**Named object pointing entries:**
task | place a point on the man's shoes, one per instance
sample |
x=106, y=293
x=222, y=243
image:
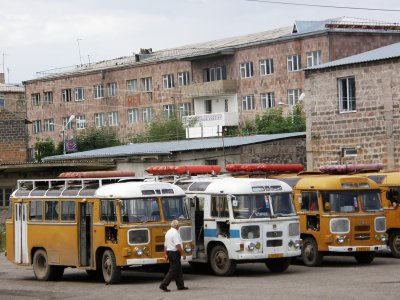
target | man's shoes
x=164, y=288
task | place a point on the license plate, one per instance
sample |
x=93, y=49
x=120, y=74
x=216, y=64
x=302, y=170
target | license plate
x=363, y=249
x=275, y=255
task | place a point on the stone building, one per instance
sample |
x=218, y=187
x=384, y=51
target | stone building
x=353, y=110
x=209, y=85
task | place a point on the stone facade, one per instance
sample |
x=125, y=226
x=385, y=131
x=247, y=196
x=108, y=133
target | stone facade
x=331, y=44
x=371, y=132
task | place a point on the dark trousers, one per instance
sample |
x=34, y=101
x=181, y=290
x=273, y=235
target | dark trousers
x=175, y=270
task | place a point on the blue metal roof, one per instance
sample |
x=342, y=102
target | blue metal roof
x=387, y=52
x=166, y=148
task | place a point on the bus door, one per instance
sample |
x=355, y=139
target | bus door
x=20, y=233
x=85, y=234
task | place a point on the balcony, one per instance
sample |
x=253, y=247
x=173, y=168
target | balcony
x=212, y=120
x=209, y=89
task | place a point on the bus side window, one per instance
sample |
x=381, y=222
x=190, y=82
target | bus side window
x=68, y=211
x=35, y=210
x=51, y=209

**Given task:** Reproduce every one of the rows above word for word, but omit the pictures.

**Exercise solution:**
task | place a point on the man's shoes, one per instance
sample |
x=106, y=293
x=222, y=243
image:
target | man's shoes
x=164, y=288
task | place a point on the license plate, one per instance
sample |
x=93, y=49
x=120, y=74
x=216, y=64
x=302, y=170
target | license plate
x=363, y=249
x=275, y=255
task | place a point on the stone building, one per instance
sample |
x=218, y=187
x=384, y=51
target | stone building
x=353, y=110
x=209, y=85
task | place a point on the stone facade, one per instance
sample |
x=125, y=226
x=385, y=131
x=247, y=196
x=108, y=133
target | stone facade
x=331, y=44
x=371, y=132
task | place a point on the dark trousers, one per instance
sample |
x=34, y=101
x=181, y=290
x=273, y=235
target | dark trousers
x=175, y=270
task | place a point on the blue metal roof, one per instance
sample |
x=342, y=102
target | blue metal roof
x=387, y=52
x=166, y=148
task | place a point on the bus door, one per instance
sample |
x=355, y=139
target | bus door
x=20, y=233
x=85, y=234
task | place a point on the balcony, one per instance
sample |
x=253, y=247
x=173, y=168
target | balcony
x=212, y=120
x=209, y=89
task | place a point on the bus side window, one per instance
sample |
x=381, y=222
x=190, y=82
target | bus side window
x=68, y=211
x=35, y=210
x=51, y=209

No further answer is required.